TASK DESCRIPTION:
Reproduce the following records word for word, every line included.

═══ INFORMATION SUPPLIED

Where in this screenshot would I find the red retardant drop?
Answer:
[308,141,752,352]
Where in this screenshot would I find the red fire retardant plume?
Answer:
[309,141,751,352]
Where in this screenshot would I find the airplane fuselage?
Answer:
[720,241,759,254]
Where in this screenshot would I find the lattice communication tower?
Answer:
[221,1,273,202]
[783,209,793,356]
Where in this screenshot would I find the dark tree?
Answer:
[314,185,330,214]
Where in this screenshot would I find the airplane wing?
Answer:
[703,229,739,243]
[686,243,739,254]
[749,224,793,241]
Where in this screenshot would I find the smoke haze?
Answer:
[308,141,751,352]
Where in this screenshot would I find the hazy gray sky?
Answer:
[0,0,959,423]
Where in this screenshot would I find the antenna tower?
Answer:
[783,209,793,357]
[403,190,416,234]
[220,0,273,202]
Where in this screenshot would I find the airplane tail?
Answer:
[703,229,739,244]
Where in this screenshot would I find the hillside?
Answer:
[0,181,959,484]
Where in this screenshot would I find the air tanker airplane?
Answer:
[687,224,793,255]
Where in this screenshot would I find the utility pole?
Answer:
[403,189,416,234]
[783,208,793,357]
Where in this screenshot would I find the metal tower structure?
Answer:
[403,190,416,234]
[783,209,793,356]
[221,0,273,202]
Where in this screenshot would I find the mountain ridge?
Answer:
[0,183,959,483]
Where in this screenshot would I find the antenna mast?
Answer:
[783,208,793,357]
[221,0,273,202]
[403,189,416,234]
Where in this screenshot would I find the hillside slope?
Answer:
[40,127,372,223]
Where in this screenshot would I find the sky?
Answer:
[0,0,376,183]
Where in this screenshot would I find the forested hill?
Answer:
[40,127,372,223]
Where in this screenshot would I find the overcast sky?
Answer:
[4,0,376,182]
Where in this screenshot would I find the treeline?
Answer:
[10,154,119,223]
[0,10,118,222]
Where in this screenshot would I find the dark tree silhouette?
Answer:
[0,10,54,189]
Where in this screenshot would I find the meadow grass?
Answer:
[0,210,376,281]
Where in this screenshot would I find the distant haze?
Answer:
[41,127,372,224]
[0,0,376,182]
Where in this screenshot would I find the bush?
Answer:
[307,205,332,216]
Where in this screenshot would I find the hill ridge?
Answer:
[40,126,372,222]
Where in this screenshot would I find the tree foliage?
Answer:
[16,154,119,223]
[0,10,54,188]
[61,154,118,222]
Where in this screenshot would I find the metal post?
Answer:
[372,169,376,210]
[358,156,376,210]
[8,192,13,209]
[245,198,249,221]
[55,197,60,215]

══════

OUTPUT FOR THIS EXERCISE:
Where in this screenshot would I find the red retardant drop?
Answer:
[308,141,752,352]
Where in this screenshot would I find the red fire retardant plume?
Answer:
[309,141,751,352]
Where in this screenshot would I find the airplane fuselage?
Answer:
[720,241,759,254]
Where in this screenshot would I find the lattice communication tower?
Answer:
[221,1,273,202]
[783,209,793,356]
Where in this screenshot would I find the dark tree?
Answer:
[314,185,330,214]
Where in this screenshot would I find the airplane wing?
Answer:
[703,229,739,243]
[686,243,739,254]
[749,224,793,241]
Where in this screenshot would I find the smoke haze?
Answer:
[308,141,751,352]
Where in this screenshot would I find the hazy gray sky?
Answer:
[0,0,959,423]
Where in this screenshot would I find the antenna tower?
Answer:
[783,209,793,357]
[403,190,416,234]
[220,0,273,202]
Where in this screenshot would I find the airplane tail?
Answer:
[703,229,739,244]
Where in this screenshot would I find the hillside?
Answer:
[0,181,959,484]
Where in this screenshot would I find the air tanker airplane?
Answer:
[687,224,793,255]
Where in this screenshot would I find the utility pole?
Answer:
[403,189,416,234]
[783,208,793,357]
Where in this screenshot would I find the metal tower structure?
Answer:
[403,190,416,234]
[783,209,793,356]
[221,0,273,202]
Where in this screenshot would I find the mountain ridge?
Answer:
[0,183,959,483]
Where in this screenshot would I find the antenna mast?
Answer:
[783,208,793,357]
[221,0,273,202]
[403,189,416,234]
Where in this screenshot would I find the hillside slope?
Answer:
[40,127,372,223]
Where in this screenshot would I find the sky?
Answer:
[0,0,376,183]
Where in this screenshot would I find the forested hill?
Answer:
[40,127,372,223]
Where in this screenshot would I find the overcast sky?
Answer:
[4,0,376,182]
Where in this screenshot would I find the treeline?
Answer:
[10,154,119,223]
[0,10,118,222]
Where in this screenshot would I find the dark tree silhouette?
Answer:
[0,10,54,189]
Where in this screenshot would I find the meadow grass?
Answer:
[0,210,376,281]
Where in this screenshot would I find the distant haze?
Answer:
[41,127,372,224]
[0,0,376,182]
Where in this screenshot would I find the bush?
Answer:
[307,205,332,216]
Where in this screenshot would I find the hill ridge?
Answer:
[40,126,372,222]
Where in this screenshot would I find the tree foliage?
Answer:
[16,154,119,223]
[0,10,54,188]
[61,154,118,222]
Where in this screenshot would I find the metal post?
Answer:
[372,169,376,210]
[358,156,376,210]
[8,192,13,209]
[245,198,249,221]
[55,197,60,215]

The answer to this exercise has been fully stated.